[Segmentation dataset records]

####################

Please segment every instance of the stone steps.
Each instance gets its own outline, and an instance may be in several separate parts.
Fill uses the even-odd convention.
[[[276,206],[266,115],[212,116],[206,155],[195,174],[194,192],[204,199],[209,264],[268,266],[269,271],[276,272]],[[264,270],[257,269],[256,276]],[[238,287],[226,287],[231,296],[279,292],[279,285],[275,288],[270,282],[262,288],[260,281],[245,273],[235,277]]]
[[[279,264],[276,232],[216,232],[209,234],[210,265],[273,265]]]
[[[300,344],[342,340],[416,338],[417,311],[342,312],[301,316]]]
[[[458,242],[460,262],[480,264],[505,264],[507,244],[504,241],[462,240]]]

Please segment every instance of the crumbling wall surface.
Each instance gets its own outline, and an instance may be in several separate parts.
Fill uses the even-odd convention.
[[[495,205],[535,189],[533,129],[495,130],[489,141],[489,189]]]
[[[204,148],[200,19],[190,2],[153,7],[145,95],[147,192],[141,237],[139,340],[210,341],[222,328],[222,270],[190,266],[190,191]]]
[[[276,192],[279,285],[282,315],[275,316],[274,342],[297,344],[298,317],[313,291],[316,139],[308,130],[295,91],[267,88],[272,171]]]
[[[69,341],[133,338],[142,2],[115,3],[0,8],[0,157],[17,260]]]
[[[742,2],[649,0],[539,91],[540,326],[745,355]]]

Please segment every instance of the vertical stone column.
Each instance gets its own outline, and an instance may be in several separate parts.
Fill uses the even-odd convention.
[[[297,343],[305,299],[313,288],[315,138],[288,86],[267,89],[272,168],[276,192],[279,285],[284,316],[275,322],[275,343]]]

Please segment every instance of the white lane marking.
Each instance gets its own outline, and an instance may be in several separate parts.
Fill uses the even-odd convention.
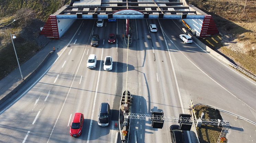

####################

WHAT THE TASK ASKS: Rewrite all the material above, replacing "crumbling wall surface" with "weathered wall surface" and leaving everything else unchanged. Omit the picture from your version.

ANSWER TO THE PROBLEM:
Please segment every instance of the stone steps.
Each instance gets its own outline, and an instance may be in several separate parts.
Fill uses the even-odd convention.
[[[276,206],[266,115],[212,116],[206,155],[195,174],[194,192],[204,199],[209,264],[268,266],[269,271],[276,272]],[[264,270],[257,269],[256,276]],[[238,287],[226,287],[231,296],[279,292],[279,285],[275,288],[270,282],[262,288],[260,281],[245,273],[235,277]]]
[[[279,264],[276,232],[216,232],[209,234],[210,265],[273,265]]]
[[[300,344],[342,340],[416,338],[417,311],[342,312],[301,316]]]
[[[458,242],[460,262],[480,264],[505,264],[507,244],[504,241],[462,240]]]

Please segment every instance of the weathered wall surface.
Each instance gets its own outline, and an instance may be in several separate parts.
Fill uses the even-odd convention.
[[[495,205],[535,189],[533,129],[495,130],[489,141],[489,189]]]
[[[204,148],[200,19],[190,2],[153,7],[145,95],[147,192],[141,237],[139,340],[210,341],[222,328],[222,270],[190,266],[190,191]]]
[[[276,192],[279,285],[282,315],[275,316],[274,342],[297,344],[298,317],[313,291],[316,139],[308,130],[295,91],[267,88],[272,171]]]
[[[69,341],[133,338],[142,2],[115,3],[0,8],[0,157],[17,260]]]
[[[742,2],[649,0],[539,91],[540,326],[745,355]]]

Please segment every instance of the vertical stone column.
Each instance gets its own outline, and an instance may be in several separate parts.
Fill uses the even-odd convention.
[[[297,343],[305,299],[313,288],[315,138],[288,86],[267,89],[272,168],[276,192],[279,285],[284,316],[275,322],[275,343]]]

Please segment every instance of the white lane marking.
Each instance gets its own outline, and an instance may be in several separate parts.
Fill uses the even-odd convention.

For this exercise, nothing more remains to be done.